Stated exercise:
In the forum thread about drying hay along tree lines, how much did whitmerlegacyfarm pay for the NH 255 tedder/rake?

Source text:
I've never had much luck getting hay dry in windrows. Prefer to run a tedder over it to spread it out.

I never liked to cut too close to the treeline anyway. Pick up too much trash in the hay such as leaves and branches.


----------



## whitmerlegacyfarm (Aug 26, 2011)

I just picked up a NH 255 tedder/rake this morning for only $550.00 so hoping this will help me out come next year to spread the hay out wide in those areas to get it dry.


----------



## ANewman (Sep 20, 2012)

urednecku said:


> I guess we could leave the outside several feet until the inside of the field is cleared...then would have the whole field to rake that outside


That is what I have done to get the hay next to the tree line dry. I bale everything else first then that evening bale what didn't get the morning sun


----------



## Rodney R (Jun 11, 2008)

Just leave the stuff go under the trees. It's hard to do, I know, but normally the grass doesn't grow nearly as well under the trees, and you have found out how well it dries. You can always mow it come 2nd cuttting, cause it'll be dry then, and the mushrooms don't care if the hay is brown. If the branches scratch the tractor when you mow/rake/bale under those trees, then the branches are far too low, and should be another 10ft higher, or more.....

Rodney


----------



## MikeRF (Dec 21, 2009)

Rodney R said:


> Just leave the stuff go under the trees. It's hard to do, I know, but normally the grass doesn't grow nearly as well under the trees, and you have found out how well it dries. You can always mow it come 2nd cuttting, cause it'll be dry then, and the mushrooms don't care if the hay is brown. If the branches scratch the tractor when you mow/rake/bale under those trees, then the branches are far too low, and should be another 10ft higher, or more.....
> 
> Rodney


 Here is the answer to the low branch problem. I hate broken mirrors, scratched equipment etc.!!


----------



## NDVA HAYMAN (Nov 24, 2009)

I am constantly trimming back my trees around the field. I have a special steel crate that my help stands in while the loader tractor carries them around with a pole saw. I leave the outside rows until last just before the sun gets off of them and then bale it. The cattle get all of the outside rows of hay including what is by the roadside or ditches.


----------



## swmnhay (Jun 13, 2008)

Provided information:

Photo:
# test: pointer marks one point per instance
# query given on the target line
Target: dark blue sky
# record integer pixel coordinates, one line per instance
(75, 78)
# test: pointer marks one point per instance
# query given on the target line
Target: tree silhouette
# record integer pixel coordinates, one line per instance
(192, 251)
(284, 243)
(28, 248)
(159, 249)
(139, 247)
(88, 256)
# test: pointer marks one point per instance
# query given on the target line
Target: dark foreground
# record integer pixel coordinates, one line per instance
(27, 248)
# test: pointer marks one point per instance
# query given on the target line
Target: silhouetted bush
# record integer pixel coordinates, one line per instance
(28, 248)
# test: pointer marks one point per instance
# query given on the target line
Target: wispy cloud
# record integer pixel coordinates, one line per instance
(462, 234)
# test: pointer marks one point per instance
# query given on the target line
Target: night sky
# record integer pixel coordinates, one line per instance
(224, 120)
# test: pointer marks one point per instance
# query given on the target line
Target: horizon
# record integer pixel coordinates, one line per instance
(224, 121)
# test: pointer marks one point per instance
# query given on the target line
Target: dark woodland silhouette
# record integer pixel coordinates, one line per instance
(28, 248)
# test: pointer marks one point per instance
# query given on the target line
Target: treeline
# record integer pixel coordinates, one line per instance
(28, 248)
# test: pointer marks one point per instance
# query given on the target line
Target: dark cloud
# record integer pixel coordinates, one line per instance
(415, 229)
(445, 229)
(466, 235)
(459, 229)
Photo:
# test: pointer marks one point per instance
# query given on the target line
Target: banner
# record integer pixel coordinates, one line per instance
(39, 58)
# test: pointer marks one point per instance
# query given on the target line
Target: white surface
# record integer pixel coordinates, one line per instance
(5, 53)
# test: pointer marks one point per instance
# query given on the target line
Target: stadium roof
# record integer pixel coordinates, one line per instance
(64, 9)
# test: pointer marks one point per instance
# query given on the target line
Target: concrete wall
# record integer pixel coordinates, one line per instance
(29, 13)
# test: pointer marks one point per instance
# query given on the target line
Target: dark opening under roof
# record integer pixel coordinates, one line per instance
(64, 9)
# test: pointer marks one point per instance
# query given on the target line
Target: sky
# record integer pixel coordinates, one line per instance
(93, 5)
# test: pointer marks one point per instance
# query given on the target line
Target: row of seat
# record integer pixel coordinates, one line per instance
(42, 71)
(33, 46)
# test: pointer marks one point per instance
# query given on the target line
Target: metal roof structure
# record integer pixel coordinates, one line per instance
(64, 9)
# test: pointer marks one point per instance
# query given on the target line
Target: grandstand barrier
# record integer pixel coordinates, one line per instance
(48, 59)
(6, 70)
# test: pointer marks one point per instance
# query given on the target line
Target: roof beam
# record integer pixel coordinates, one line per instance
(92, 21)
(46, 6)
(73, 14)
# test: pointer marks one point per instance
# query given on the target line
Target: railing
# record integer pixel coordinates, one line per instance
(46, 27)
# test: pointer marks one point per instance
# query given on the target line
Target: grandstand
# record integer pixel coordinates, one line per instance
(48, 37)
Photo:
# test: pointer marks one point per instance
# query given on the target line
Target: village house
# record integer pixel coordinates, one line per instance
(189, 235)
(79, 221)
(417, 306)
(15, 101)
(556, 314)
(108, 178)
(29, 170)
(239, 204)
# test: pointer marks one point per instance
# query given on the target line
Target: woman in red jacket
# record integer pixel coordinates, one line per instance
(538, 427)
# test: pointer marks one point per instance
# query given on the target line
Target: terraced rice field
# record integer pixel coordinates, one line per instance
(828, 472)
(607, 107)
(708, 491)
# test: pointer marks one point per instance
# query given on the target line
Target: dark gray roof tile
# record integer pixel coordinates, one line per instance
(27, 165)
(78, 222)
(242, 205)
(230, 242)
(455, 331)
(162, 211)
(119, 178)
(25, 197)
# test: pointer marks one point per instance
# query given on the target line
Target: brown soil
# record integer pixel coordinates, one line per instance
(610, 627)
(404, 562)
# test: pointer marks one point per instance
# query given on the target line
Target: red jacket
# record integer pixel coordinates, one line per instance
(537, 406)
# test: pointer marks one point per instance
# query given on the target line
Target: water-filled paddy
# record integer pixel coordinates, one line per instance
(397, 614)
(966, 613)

Answer:
$550.00